--- start of DATASET ---
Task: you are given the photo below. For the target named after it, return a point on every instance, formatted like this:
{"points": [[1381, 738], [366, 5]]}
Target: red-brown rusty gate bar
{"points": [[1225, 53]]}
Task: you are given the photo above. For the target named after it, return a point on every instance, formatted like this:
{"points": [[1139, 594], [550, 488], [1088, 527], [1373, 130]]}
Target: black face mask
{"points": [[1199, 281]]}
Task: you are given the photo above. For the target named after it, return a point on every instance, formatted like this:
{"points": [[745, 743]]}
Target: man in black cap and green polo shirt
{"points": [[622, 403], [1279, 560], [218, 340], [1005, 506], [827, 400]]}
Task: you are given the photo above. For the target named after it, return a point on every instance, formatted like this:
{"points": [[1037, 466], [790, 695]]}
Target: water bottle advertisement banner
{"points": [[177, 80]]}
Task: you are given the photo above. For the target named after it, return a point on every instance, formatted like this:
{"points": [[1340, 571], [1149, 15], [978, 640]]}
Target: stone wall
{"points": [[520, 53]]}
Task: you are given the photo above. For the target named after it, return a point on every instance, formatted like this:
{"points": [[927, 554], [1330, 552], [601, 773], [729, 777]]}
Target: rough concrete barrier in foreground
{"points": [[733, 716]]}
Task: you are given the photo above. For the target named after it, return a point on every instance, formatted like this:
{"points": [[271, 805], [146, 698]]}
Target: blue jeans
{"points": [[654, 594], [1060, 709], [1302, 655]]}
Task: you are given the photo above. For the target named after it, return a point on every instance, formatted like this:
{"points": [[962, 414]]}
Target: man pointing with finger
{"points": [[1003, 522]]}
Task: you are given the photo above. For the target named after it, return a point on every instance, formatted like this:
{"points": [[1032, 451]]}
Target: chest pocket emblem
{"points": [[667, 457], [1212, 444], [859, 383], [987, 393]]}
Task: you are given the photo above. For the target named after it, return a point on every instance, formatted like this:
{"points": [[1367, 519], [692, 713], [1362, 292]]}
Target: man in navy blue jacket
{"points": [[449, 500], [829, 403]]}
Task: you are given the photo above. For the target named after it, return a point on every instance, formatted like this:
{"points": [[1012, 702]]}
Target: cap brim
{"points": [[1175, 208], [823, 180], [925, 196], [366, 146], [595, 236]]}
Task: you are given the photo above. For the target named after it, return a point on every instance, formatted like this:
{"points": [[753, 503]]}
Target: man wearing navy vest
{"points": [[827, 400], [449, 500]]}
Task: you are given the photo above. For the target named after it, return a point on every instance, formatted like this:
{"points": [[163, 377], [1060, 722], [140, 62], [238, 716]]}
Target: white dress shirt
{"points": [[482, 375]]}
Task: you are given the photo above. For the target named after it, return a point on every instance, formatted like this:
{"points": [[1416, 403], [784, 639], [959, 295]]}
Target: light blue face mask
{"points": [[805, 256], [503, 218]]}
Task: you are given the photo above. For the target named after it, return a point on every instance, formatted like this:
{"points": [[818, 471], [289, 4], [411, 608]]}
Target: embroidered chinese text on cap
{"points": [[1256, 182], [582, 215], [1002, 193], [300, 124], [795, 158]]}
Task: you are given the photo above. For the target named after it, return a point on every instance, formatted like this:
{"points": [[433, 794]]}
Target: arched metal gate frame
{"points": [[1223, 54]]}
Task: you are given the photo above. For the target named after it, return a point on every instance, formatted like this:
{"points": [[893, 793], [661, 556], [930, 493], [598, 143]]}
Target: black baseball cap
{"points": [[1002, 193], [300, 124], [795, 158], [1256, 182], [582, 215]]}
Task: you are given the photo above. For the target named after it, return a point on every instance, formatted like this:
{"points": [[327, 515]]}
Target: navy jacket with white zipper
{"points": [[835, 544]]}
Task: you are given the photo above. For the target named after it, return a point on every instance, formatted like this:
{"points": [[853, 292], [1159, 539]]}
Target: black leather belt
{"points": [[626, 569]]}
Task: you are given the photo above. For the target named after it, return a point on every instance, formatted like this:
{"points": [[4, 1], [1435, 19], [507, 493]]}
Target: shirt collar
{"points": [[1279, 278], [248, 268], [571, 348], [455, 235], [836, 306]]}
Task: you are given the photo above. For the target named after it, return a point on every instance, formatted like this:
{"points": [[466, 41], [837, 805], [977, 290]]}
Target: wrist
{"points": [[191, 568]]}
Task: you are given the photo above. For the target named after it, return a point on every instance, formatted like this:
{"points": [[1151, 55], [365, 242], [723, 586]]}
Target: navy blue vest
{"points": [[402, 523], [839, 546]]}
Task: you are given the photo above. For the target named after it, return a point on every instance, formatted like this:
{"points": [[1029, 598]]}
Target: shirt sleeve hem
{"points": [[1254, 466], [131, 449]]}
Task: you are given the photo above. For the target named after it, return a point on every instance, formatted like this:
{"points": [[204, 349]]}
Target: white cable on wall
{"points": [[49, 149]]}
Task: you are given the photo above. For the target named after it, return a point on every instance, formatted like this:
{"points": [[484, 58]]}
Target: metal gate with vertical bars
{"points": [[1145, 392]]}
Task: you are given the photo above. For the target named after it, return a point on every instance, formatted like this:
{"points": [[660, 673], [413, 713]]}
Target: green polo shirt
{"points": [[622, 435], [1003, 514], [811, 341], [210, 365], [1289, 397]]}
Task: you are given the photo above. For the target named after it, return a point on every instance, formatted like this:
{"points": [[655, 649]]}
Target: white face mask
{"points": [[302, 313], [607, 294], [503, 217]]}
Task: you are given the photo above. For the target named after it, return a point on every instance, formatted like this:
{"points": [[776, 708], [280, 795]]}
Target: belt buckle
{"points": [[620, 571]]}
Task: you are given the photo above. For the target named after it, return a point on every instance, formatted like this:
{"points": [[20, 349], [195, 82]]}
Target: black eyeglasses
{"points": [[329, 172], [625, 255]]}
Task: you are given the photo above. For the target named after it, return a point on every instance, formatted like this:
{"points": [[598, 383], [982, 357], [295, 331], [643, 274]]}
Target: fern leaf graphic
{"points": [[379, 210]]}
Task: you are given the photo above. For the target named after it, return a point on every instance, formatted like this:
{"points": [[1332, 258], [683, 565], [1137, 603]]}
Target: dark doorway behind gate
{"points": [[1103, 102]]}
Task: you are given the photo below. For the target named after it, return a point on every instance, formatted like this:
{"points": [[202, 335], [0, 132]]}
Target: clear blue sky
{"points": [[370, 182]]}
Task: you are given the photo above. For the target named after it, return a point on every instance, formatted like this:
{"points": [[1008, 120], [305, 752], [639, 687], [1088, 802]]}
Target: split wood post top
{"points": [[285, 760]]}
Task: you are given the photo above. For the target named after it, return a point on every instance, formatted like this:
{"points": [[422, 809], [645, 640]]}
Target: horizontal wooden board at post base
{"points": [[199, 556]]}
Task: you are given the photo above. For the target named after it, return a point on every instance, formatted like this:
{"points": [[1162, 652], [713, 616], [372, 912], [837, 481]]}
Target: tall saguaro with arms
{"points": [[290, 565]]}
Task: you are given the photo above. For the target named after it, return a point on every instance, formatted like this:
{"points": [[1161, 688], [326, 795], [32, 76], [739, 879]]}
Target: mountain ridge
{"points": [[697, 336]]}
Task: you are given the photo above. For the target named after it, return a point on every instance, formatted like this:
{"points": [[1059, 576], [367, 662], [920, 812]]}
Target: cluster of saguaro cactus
--- end of DATASET ---
WHAT IS REQUIRED
From the data above, extract every line in its exact form.

TASK SOLUTION
Task: you are given the photo below. For the target named after it, return a point on every instance, formatted like this:
{"points": [[1381, 738], [366, 5]]}
Target: red-brown rusty gate bar
{"points": [[1225, 53]]}
Task: you are given the photo above. For the target named after it, return a point on every instance, formatted like this:
{"points": [[1139, 594], [550, 488], [1088, 527], [1373, 130]]}
Target: black face mask
{"points": [[1199, 281]]}
Task: you are given the photo above. For the target named after it, return a point on every instance, formatted like this:
{"points": [[745, 743]]}
Target: man in black cap and green polo shirt
{"points": [[622, 403], [1279, 560], [218, 340], [1005, 506], [827, 400]]}
Task: you are given the photo above. For the target named after it, return a point on every instance, formatted like this:
{"points": [[1037, 466], [790, 695]]}
Target: water bottle advertisement banner
{"points": [[177, 80]]}
Task: you are given the photo above. For the target named after it, return a point on every instance, formatted like this:
{"points": [[1340, 571], [1149, 15], [978, 640]]}
Target: stone wall
{"points": [[520, 53]]}
Task: you are given the photo above. For the target named after it, return a point on every instance, formatted like this:
{"points": [[927, 554], [1330, 552], [601, 773], [729, 777]]}
Target: rough concrete barrier in foreground
{"points": [[733, 716]]}
Task: you are given the photo above. For the target named after it, return a point on every instance, formatted like this:
{"points": [[271, 805], [146, 698]]}
Target: blue jeans
{"points": [[654, 594], [1060, 709], [1302, 655]]}
Task: you are given the photo above. For the target named after it, return a point on every instance, formatted like this:
{"points": [[962, 414]]}
Target: man pointing with finger
{"points": [[1003, 522]]}
Task: you are given the photo above. For the target named after it, return a point on every instance, formatted like this:
{"points": [[1032, 451]]}
Target: chest pocket emblem
{"points": [[667, 457], [1212, 444], [859, 383], [987, 393]]}
Task: you are given the photo above. For the target named after it, return a point on every instance, formatted like this:
{"points": [[1367, 519], [692, 713], [1362, 292]]}
Target: man in navy blue jacket
{"points": [[449, 500], [829, 403]]}
Task: you are given the photo above. For the target named after it, return a point on every instance, formatted like this:
{"points": [[1012, 702]]}
Target: cap brim
{"points": [[1175, 208], [823, 180], [925, 196], [366, 146], [595, 236]]}
Task: you are given the photo above. For the target named after it, return a point on every instance, formatted like this:
{"points": [[753, 503]]}
Target: man wearing navy vest
{"points": [[827, 400], [449, 500]]}
Task: you are given the photo above. For the target named after it, return a point on every instance, formatted like this:
{"points": [[163, 377], [1060, 722], [140, 62], [238, 716]]}
Target: white dress shirt
{"points": [[482, 375]]}
Task: you are given the photo above. For the target named after it, return a point on every instance, formatted like this:
{"points": [[1416, 403], [784, 639], [959, 295]]}
Target: light blue face mask
{"points": [[805, 256], [503, 218]]}
Task: you are given the photo above. For the target named after it, return a point on every instance, formatted like this:
{"points": [[818, 471], [289, 4], [411, 608]]}
Target: embroidered chinese text on cap
{"points": [[1256, 182], [582, 215], [1002, 193], [300, 124], [795, 158]]}
Task: you are given the photo above. For the target named after it, return a point on every instance, formatted like this:
{"points": [[433, 794]]}
Target: arched metal gate frame
{"points": [[1223, 54]]}
Task: you are given the photo above. For the target named after it, return a point on every instance, formatted like this:
{"points": [[893, 793], [661, 556], [930, 493], [598, 143]]}
Target: black baseball cap
{"points": [[1002, 193], [300, 124], [795, 158], [1256, 182], [582, 215]]}
Task: you are given the photo above. For the target named after it, return a point on every instance, formatted like this:
{"points": [[327, 515]]}
Target: navy jacket with white zipper
{"points": [[835, 544]]}
Task: you are given the photo above. For the target named after it, return a point on every instance, formatted like this:
{"points": [[853, 292], [1159, 539]]}
Target: black leather belt
{"points": [[626, 569]]}
Task: you are given the photo above. For the target named after it, return a point on every instance, formatted like this:
{"points": [[4, 1], [1435, 19], [507, 493]]}
Target: shirt collar
{"points": [[1279, 278], [248, 268], [571, 348], [455, 235], [836, 306]]}
Task: you are given the photo above. For the target named after it, return a point on every instance, formatted like this:
{"points": [[466, 41], [837, 805], [977, 290]]}
Target: wrist
{"points": [[191, 568]]}
Task: you are given the photo above. For the target named after it, return a point on every instance, formatted like this:
{"points": [[1151, 55], [365, 242], [723, 586]]}
Target: navy blue vest
{"points": [[402, 523], [839, 546]]}
Task: you are given the photo above. For the target named after it, return a point on every instance, formatted like this:
{"points": [[1029, 598]]}
Target: shirt sleeve hem
{"points": [[1254, 466], [131, 449]]}
Task: you are given the photo above. For the target named after it, return a point on every instance, formatted like this:
{"points": [[204, 349]]}
Target: white cable on wall
{"points": [[49, 149]]}
Task: you are given the photo above. For the target named after it, return a point on every instance, formatted like this:
{"points": [[484, 58]]}
Target: metal gate with vertical bars
{"points": [[1145, 392]]}
Task: you are given the photo above. For the target named after it, return a point on every instance, formatted like this:
{"points": [[660, 673], [413, 713]]}
Target: green polo shirt
{"points": [[622, 435], [1003, 514], [811, 341], [210, 365], [1289, 397]]}
Task: you are given the photo above. For the target named after it, return a point on every instance, formatted like this:
{"points": [[655, 649]]}
Target: white face mask
{"points": [[302, 313], [607, 294], [503, 217]]}
Task: you are given the photo above. For the target named after it, return a point on every instance, formatted like this:
{"points": [[776, 708], [280, 795]]}
Target: belt buckle
{"points": [[620, 571]]}
Task: you are given the photo above. For the target named after it, return a point on every instance, formatted like this:
{"points": [[20, 349], [195, 82]]}
Target: black eyeglasses
{"points": [[329, 172], [625, 255]]}
Task: you are given the photo above. For the target named after it, return a point on every instance, formatted like this:
{"points": [[598, 383], [982, 357], [295, 331], [643, 274]]}
Target: fern leaf graphic
{"points": [[379, 210]]}
Task: you are given the photo above. For the target named after it, return a point on every instance, formatted like this:
{"points": [[1332, 258], [683, 565], [1137, 603]]}
Target: dark doorway behind gate
{"points": [[1103, 102]]}
Task: you are given the photo below. For the target named after it, return a point on every instance, formatted like this:
{"points": [[202, 335], [0, 132]]}
Target: clear blue sky
{"points": [[370, 182]]}
Task: you are given the photo above. For the target named after it, return a point on every instance, formatted like this:
{"points": [[1008, 120], [305, 752], [639, 687], [1088, 802]]}
Target: split wood post top
{"points": [[285, 760]]}
Task: you are given the photo above. For the target named after it, return a point on every instance, formatted like this:
{"points": [[422, 809], [645, 640]]}
Target: horizontal wooden board at post base
{"points": [[199, 556]]}
Task: you are given the photo above. For the target named after it, return a point on every instance, formatted like this:
{"points": [[1162, 652], [713, 616], [372, 912], [837, 481]]}
Target: tall saguaro with arms
{"points": [[290, 565]]}
Task: you are given the photo above. For the target named after it, return a point on every instance, formatted like this:
{"points": [[1161, 688], [326, 795], [32, 76], [739, 879]]}
Target: mountain ridge
{"points": [[697, 336]]}
Task: you are given the photo above. For the target named after it, return a point on every instance, formatted like this:
{"points": [[1059, 576], [367, 662], [920, 812]]}
Target: cluster of saguaro cactus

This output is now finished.